▶ _Work task_: List the options that the article on the United Methodist General Conference gives for how the church could move forward after the 2019 vote.

United Methodist leaders have rescheduled the church’s General Conference to the fall of 2021. The COVID-19 pandemic induced postponement delays a potentially radical change in the church over LGBTQ members.
The new dates, Aug. 29 to Sept. 7, 2021, keep the conference in Minneapolis, the originally intended host city. The General Conference, which meets every four years, has final authority in all church matters.
“The Commission decided to focus on 2021 as it was not feasible to schedule any earlier with so much uncertainty over international travel and the spread of COVID-19,” said a statement from the Commission on the General Conference.
At a special session of the church’s general conference in 2019, United Methodist Church leaders banned same-sex marriage and said members of the LGBTQ community cannot be ordained under the “Traditional Plan.”
Pastors who have been found, after a trial, to have conducted a same-sex marriage or who publicly identify with the LGBTQ community will receive a minimum penalty of one-year suspension without pay and will be terminated if they break the rules again.
Since the narrow vote, Methodists have split on how to move forward. At a meeting at St. Andrew United Methodist Church in Highlands Ranch in December, church leaders from around the country debated different proposals. Some thought the church should divide into different denominations while others thought the church should stick together.
Another option would be to let each congregation decide how to proceed.
St. Andrew Senior Pastor Mark Feldmeir said the extra time before the conference will allow people on both sides of the debate to take a breath and see this issue in a broader context.
“This isn’t the only issue that’s in front of us and certainly with coronavirus, we’ve got our hands full with a lot of things, and so I think it’s allowed people to step back a little bit and not be so defensive,” he said. "I think this issue will be less contentious and the resolution will be more just and peaceful.”
LGBTQ ministry candidates now have to wait two years until they can be ordained, Feldmeir said. Ordination services typically happen during annual conferences after the General Conference.
“I think one of the tragedies of this is those that were ready to be affirmed and ready for ordination now have to wait,” he said.
A group of younger Methodists asked the commission to reconsider the new fall dates because younger leaders and delegates might not be able to attend the conference because the dates conflict with school, especially for participants in the United States. The Council of Bishops strongly encouraged the Commission to reconsider the dates for this reason, too.
“The setting of the General Conference dates will not only directly impact young adult participation at the General Conference level but will ultimately impact young adult participation at every level of governance,” the petition said.
A statement from Kim Simpson, chair of the Commission on the General Conference, said the inclusion of “young adults in the General Conference is always an important consideration.”
“Unfortunately, this request did not come to the Commission until late in the process,” the statement said. “By that time, the available dates were secured and any attempt to change the dates would endanger the carrying forward of the deposits to the newly agreed-upon dates.”
The young Methodists also asked the Commission to consider using technology to allow people to participate remotely, including virtual voting. The Commission said it will create a group of “creative thinkers, including young delegates” to consider those options.

[Image-grounded pointing data]
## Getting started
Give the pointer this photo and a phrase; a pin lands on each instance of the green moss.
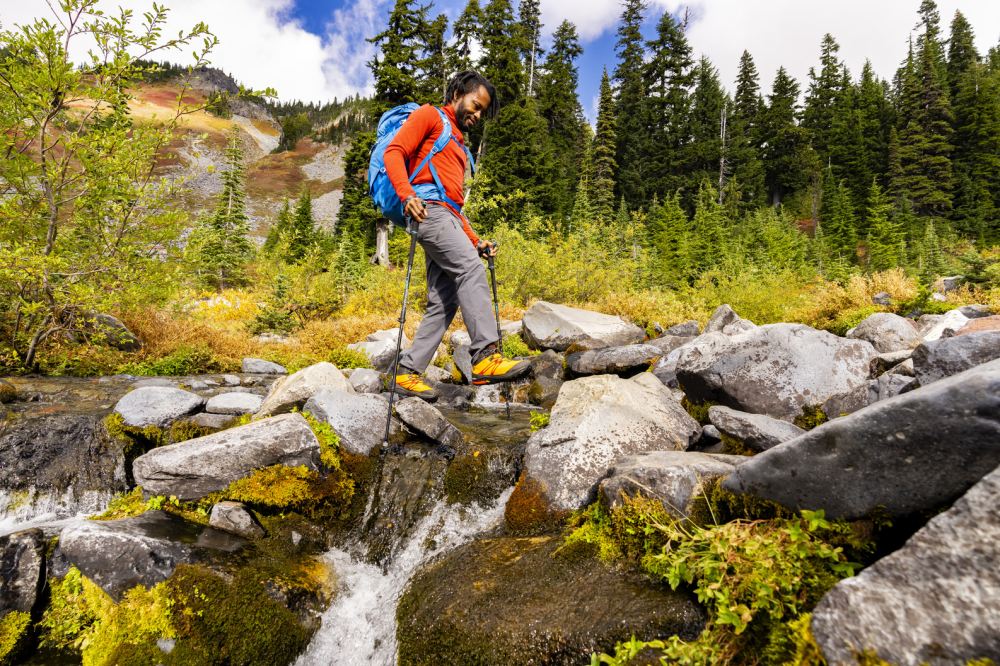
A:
(811, 416)
(14, 634)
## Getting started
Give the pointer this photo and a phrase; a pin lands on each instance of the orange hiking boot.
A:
(494, 369)
(412, 384)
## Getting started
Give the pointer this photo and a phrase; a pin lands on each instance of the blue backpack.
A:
(381, 189)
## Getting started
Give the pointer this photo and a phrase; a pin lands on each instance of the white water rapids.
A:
(360, 626)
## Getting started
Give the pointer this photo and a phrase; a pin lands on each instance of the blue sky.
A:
(313, 50)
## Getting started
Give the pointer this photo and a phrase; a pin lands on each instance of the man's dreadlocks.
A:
(467, 82)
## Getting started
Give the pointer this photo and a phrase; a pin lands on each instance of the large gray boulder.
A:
(934, 601)
(596, 421)
(357, 418)
(887, 332)
(918, 451)
(22, 570)
(145, 550)
(293, 390)
(674, 478)
(613, 360)
(199, 466)
(776, 369)
(948, 356)
(157, 406)
(552, 326)
(757, 431)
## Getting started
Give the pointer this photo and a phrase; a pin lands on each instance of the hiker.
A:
(455, 274)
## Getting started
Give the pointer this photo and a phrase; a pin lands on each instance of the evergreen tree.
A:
(632, 141)
(559, 105)
(220, 245)
(744, 154)
(501, 61)
(605, 167)
(886, 241)
(669, 77)
(466, 37)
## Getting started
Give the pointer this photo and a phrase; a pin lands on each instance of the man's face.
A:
(470, 107)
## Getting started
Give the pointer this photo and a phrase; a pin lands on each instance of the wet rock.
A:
(157, 406)
(358, 419)
(776, 369)
(885, 386)
(380, 347)
(689, 328)
(596, 421)
(887, 332)
(725, 320)
(933, 601)
(674, 478)
(120, 554)
(757, 431)
(258, 366)
(553, 326)
(194, 468)
(516, 601)
(234, 403)
(22, 570)
(943, 358)
(234, 518)
(625, 360)
(59, 452)
(916, 452)
(366, 380)
(294, 390)
(980, 325)
(428, 421)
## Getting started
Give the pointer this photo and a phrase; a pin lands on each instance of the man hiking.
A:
(456, 277)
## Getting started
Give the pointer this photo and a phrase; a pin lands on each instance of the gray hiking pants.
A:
(456, 278)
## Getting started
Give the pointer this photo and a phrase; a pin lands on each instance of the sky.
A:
(316, 50)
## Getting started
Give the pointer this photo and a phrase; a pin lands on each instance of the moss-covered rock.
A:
(517, 601)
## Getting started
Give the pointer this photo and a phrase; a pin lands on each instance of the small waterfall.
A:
(360, 626)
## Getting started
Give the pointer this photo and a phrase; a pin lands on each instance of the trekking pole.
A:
(412, 230)
(496, 311)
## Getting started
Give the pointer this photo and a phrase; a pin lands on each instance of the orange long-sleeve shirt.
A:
(413, 143)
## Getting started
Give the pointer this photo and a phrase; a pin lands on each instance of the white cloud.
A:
(261, 44)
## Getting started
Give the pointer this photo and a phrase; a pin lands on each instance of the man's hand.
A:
(416, 209)
(486, 248)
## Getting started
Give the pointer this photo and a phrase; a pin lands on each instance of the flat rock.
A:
(757, 431)
(887, 332)
(22, 570)
(258, 366)
(934, 601)
(776, 369)
(916, 452)
(948, 356)
(234, 518)
(725, 320)
(120, 554)
(596, 421)
(428, 421)
(674, 478)
(234, 403)
(518, 601)
(157, 406)
(199, 466)
(613, 360)
(357, 418)
(293, 390)
(552, 326)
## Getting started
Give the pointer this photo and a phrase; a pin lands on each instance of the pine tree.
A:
(604, 166)
(744, 155)
(220, 245)
(630, 131)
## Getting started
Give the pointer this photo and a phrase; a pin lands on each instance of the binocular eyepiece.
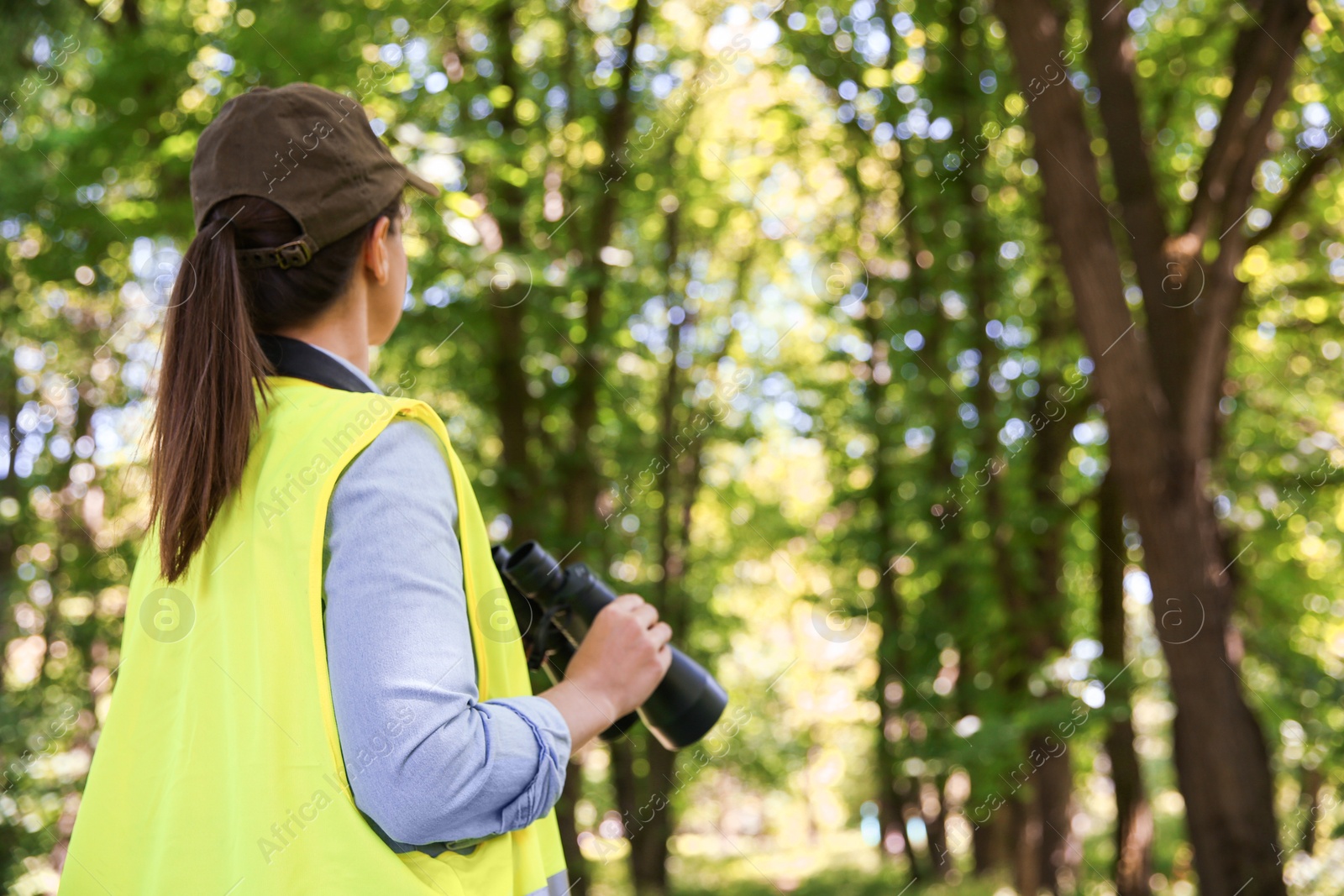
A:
(562, 604)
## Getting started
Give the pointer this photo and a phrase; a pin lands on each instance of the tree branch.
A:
(1112, 55)
(1136, 406)
(1254, 54)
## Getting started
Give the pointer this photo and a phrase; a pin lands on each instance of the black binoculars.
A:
(555, 606)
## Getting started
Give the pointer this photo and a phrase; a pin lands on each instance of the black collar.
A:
(299, 359)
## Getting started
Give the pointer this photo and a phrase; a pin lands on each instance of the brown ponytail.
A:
(212, 359)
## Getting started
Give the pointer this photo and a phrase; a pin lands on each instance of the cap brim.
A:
(421, 184)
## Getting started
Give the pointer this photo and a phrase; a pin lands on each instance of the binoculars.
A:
(555, 606)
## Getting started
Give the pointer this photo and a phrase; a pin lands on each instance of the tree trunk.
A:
(1160, 446)
(1133, 815)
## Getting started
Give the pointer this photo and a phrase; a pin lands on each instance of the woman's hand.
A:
(622, 661)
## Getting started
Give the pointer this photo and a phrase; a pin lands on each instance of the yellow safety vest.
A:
(218, 770)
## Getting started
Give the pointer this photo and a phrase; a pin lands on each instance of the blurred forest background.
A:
(961, 380)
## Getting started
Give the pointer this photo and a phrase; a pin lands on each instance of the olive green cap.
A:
(308, 149)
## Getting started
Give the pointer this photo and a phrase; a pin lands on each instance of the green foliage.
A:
(806, 275)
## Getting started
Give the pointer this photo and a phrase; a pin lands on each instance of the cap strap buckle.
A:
(293, 254)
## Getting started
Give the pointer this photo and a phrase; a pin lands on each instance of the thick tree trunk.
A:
(1133, 815)
(1221, 755)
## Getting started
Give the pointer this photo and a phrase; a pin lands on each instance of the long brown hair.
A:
(207, 406)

▶ _Task output_:
- Divide into different denominations
- Stick together as one church
- Let each congregation decide how to proceed